Your task:
Set down every line of the records below without changing a single character.

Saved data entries

·····

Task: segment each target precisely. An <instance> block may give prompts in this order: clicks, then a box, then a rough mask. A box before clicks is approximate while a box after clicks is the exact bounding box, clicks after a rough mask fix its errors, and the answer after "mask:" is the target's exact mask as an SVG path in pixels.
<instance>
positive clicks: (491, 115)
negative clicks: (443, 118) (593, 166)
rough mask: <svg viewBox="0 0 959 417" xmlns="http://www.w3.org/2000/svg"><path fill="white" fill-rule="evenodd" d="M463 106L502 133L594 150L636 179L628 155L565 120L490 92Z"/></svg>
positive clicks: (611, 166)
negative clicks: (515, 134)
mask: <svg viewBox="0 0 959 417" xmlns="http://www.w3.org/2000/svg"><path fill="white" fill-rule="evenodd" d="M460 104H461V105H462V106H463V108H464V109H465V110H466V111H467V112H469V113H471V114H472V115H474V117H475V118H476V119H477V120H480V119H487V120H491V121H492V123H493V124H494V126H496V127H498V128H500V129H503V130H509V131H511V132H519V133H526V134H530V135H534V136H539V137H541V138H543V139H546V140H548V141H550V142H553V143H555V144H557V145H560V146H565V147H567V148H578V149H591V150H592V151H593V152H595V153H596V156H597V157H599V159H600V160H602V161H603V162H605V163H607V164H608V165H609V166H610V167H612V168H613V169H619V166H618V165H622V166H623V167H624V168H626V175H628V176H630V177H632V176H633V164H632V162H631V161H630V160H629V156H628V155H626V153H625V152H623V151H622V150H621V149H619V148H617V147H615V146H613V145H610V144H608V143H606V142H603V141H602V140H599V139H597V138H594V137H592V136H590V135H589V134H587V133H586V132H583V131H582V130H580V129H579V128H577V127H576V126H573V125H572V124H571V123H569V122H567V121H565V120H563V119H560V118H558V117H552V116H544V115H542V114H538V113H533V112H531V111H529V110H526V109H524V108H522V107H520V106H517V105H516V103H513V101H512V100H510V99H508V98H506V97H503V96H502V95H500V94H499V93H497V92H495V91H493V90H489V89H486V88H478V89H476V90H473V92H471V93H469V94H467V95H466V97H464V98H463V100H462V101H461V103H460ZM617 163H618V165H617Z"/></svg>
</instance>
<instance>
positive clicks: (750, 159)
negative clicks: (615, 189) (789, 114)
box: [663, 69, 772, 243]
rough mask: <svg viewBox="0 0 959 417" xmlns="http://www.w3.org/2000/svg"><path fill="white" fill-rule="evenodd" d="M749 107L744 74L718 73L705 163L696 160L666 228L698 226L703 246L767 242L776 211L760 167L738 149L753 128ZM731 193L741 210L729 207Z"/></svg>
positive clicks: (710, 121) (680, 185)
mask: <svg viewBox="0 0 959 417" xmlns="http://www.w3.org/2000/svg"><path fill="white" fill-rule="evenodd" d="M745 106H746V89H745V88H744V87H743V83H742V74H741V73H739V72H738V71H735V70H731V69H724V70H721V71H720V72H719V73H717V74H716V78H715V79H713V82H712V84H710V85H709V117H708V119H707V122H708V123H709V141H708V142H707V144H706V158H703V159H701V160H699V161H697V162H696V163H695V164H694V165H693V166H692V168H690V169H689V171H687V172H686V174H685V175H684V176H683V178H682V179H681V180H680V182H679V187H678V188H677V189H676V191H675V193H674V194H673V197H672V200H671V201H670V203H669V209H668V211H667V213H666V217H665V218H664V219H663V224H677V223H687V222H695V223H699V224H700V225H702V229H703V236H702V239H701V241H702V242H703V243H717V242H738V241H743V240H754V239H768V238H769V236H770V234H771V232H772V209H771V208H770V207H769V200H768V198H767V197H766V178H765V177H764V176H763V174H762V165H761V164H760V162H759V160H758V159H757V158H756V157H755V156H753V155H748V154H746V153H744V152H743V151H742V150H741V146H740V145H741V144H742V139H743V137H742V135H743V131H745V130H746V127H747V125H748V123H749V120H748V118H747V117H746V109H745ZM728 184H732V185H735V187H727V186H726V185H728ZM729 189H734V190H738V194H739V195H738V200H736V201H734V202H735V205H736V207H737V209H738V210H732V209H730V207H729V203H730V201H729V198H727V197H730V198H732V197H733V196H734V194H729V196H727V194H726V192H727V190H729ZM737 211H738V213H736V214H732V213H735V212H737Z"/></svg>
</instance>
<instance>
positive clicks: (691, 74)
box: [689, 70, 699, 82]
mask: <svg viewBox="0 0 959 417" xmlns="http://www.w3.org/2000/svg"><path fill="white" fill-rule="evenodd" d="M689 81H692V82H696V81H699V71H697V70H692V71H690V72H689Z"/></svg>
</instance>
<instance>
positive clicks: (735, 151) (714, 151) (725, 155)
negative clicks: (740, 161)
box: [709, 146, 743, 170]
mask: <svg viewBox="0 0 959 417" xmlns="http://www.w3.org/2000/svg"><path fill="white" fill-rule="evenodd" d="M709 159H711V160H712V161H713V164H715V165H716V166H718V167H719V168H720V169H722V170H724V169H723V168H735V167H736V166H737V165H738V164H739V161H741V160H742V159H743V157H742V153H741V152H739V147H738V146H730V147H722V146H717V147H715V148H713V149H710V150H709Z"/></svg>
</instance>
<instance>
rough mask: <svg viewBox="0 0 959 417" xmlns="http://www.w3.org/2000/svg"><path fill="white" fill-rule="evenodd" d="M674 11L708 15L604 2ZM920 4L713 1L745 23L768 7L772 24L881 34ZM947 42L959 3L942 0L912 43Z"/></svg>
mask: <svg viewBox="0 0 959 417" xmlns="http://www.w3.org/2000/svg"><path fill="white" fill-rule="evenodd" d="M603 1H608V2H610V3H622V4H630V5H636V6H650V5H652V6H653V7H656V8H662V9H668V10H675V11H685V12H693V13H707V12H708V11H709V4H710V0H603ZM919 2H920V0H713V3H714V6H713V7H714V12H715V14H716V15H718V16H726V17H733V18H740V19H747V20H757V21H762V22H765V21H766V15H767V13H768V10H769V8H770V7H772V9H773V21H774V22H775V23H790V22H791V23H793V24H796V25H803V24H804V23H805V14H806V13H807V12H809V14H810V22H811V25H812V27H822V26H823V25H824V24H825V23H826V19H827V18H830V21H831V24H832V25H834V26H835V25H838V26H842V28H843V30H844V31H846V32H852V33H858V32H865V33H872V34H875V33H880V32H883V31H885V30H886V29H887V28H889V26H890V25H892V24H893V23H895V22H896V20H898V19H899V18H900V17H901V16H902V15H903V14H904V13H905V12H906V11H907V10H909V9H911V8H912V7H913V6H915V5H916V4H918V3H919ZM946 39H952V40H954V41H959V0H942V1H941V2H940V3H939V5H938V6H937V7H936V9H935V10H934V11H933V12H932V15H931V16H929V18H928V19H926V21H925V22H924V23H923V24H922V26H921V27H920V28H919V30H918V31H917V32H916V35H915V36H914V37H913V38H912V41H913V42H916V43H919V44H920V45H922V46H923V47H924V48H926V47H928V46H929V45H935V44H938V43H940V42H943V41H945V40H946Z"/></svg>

·····

Output of the exercise:
Task: segment each target precisely. An <instance> block may give prompts in this order: clicks, then a box, then a rough mask. A box before clicks is approximate while a box after clicks is the exact bounding box, clicks after a rough mask fix its errors, and the answer after "mask:" is the target's exact mask as an SVG path in pixels.
<instance>
positive clicks: (491, 115)
negative clicks: (443, 118) (593, 166)
rough mask: <svg viewBox="0 0 959 417" xmlns="http://www.w3.org/2000/svg"><path fill="white" fill-rule="evenodd" d="M463 106L502 133L594 150L636 179L628 155L565 120L490 92Z"/></svg>
positive clicks: (611, 166)
negative clicks: (515, 134)
mask: <svg viewBox="0 0 959 417" xmlns="http://www.w3.org/2000/svg"><path fill="white" fill-rule="evenodd" d="M460 104H461V105H462V106H463V108H464V109H465V110H466V111H467V112H469V113H471V114H472V115H474V117H475V118H476V119H477V120H480V119H487V120H491V121H492V123H493V124H494V126H496V127H498V128H500V129H503V130H509V131H511V132H519V133H526V134H530V135H534V136H539V137H541V138H543V139H546V140H548V141H550V142H553V143H555V144H557V145H560V146H565V147H567V148H578V149H591V150H592V151H593V152H595V153H596V156H597V157H599V159H600V160H602V161H603V162H605V163H607V164H608V165H609V166H610V167H612V168H613V169H619V166H618V165H622V166H623V167H624V168H626V175H628V176H630V177H632V176H633V164H632V162H631V161H630V160H629V156H628V155H626V153H625V152H623V151H622V150H621V149H619V148H617V147H615V146H613V145H610V144H608V143H606V142H603V141H602V140H599V139H597V138H594V137H592V136H590V135H589V134H587V133H586V132H583V131H582V130H580V129H579V128H577V127H576V126H573V125H572V124H571V123H569V122H567V121H565V120H563V119H560V118H558V117H552V116H544V115H542V114H538V113H533V112H531V111H529V110H526V109H524V108H522V107H520V106H517V105H516V103H513V101H512V100H510V99H508V98H506V97H503V96H502V95H500V94H499V93H497V92H495V91H493V90H489V89H486V88H478V89H476V90H473V92H471V93H469V94H467V95H466V97H464V98H463V100H462V101H461V103H460ZM617 163H618V165H617Z"/></svg>
</instance>
<instance>
positive clicks: (750, 159)
negative clicks: (615, 189) (789, 114)
box: [663, 69, 772, 243]
rough mask: <svg viewBox="0 0 959 417" xmlns="http://www.w3.org/2000/svg"><path fill="white" fill-rule="evenodd" d="M749 107L744 74L718 73L705 163L696 160L666 228L698 226L703 246L767 242L776 211L760 167L738 149L753 128ZM731 193L741 210L729 207Z"/></svg>
positive clicks: (710, 121) (680, 185)
mask: <svg viewBox="0 0 959 417" xmlns="http://www.w3.org/2000/svg"><path fill="white" fill-rule="evenodd" d="M745 106H746V89H745V88H744V87H743V83H742V74H741V73H739V72H738V71H735V70H731V69H724V70H721V71H720V72H719V73H717V74H716V78H715V79H713V82H712V84H710V85H709V117H708V119H707V122H708V123H709V141H708V142H707V144H706V158H703V159H701V160H699V161H697V162H696V163H695V164H694V165H693V166H692V168H690V169H689V171H687V172H686V174H685V175H684V176H683V178H682V179H681V180H680V182H679V187H678V188H677V189H676V191H675V193H674V194H673V197H672V200H671V201H670V203H669V209H668V211H667V213H666V217H665V218H664V219H663V224H677V223H687V222H695V223H699V224H700V225H702V229H703V236H702V239H701V241H702V242H703V243H717V242H738V241H743V240H754V239H768V238H769V236H770V234H771V232H772V209H771V208H770V207H769V200H768V198H767V197H766V178H765V177H764V176H763V174H762V165H761V164H760V162H759V160H758V159H757V158H756V157H755V156H753V155H748V154H746V153H744V152H743V151H742V150H741V146H740V145H741V144H742V139H743V137H742V135H743V131H745V130H746V127H747V125H748V123H749V120H748V118H747V117H746V109H745ZM728 184H732V185H735V187H727V186H726V185H728ZM729 189H734V190H738V194H739V195H738V200H736V201H734V202H735V205H736V207H737V209H738V210H732V209H730V207H729V203H730V201H729V198H727V197H730V198H732V197H733V196H734V194H729V196H727V194H726V192H727V190H729ZM737 211H738V213H736V214H732V213H735V212H737Z"/></svg>
</instance>
<instance>
positive clicks: (691, 74)
box: [689, 70, 699, 82]
mask: <svg viewBox="0 0 959 417" xmlns="http://www.w3.org/2000/svg"><path fill="white" fill-rule="evenodd" d="M689 81H692V82H696V81H699V71H697V70H692V71H690V72H689Z"/></svg>
</instance>
<instance>
positive clicks: (735, 151) (714, 151) (725, 155)
negative clicks: (740, 161)
box: [709, 146, 743, 170]
mask: <svg viewBox="0 0 959 417" xmlns="http://www.w3.org/2000/svg"><path fill="white" fill-rule="evenodd" d="M709 159H711V160H712V161H713V164H715V165H716V166H718V167H719V168H720V169H722V170H724V169H723V168H735V167H736V166H737V165H738V164H739V161H741V160H742V159H743V157H742V153H741V152H739V147H738V146H730V147H722V146H717V147H715V148H713V149H710V150H709Z"/></svg>
</instance>
<instance>
rough mask: <svg viewBox="0 0 959 417" xmlns="http://www.w3.org/2000/svg"><path fill="white" fill-rule="evenodd" d="M674 11L708 15L604 2ZM920 4L713 1L745 23L768 7L772 24L881 34ZM947 42L959 3L942 0L912 43Z"/></svg>
mask: <svg viewBox="0 0 959 417" xmlns="http://www.w3.org/2000/svg"><path fill="white" fill-rule="evenodd" d="M603 1H608V2H610V3H622V4H630V5H636V6H650V5H652V6H653V7H656V8H662V9H668V10H675V11H685V12H693V13H707V12H708V11H709V4H710V0H603ZM919 2H920V0H713V3H714V6H713V7H714V12H715V14H716V15H718V16H726V17H733V18H740V19H747V20H757V21H762V22H765V21H766V15H767V13H768V10H769V8H770V7H772V9H773V21H774V22H775V23H790V22H791V23H793V24H796V25H803V24H804V23H805V14H806V13H807V12H809V14H810V22H811V25H812V27H822V26H823V25H824V24H825V23H826V19H827V18H830V21H831V24H832V25H834V26H835V25H838V26H842V28H843V30H844V31H846V32H852V33H858V32H865V33H872V34H875V33H880V32H883V31H885V30H886V29H887V28H889V26H890V25H892V24H893V23H895V22H896V20H898V19H899V18H900V17H901V16H902V15H903V14H904V13H905V12H906V11H907V10H909V9H911V8H912V7H913V6H915V5H916V4H918V3H919ZM946 39H952V40H954V41H959V0H942V1H941V2H940V3H939V5H938V6H937V7H936V9H935V10H934V11H933V12H932V15H931V16H929V18H928V19H926V21H925V22H924V23H923V24H922V26H921V27H920V28H919V30H918V31H917V32H916V35H915V36H914V37H913V38H912V41H913V42H916V43H919V44H920V45H922V46H923V47H924V48H926V47H928V46H929V45H935V44H938V43H940V42H943V41H945V40H946Z"/></svg>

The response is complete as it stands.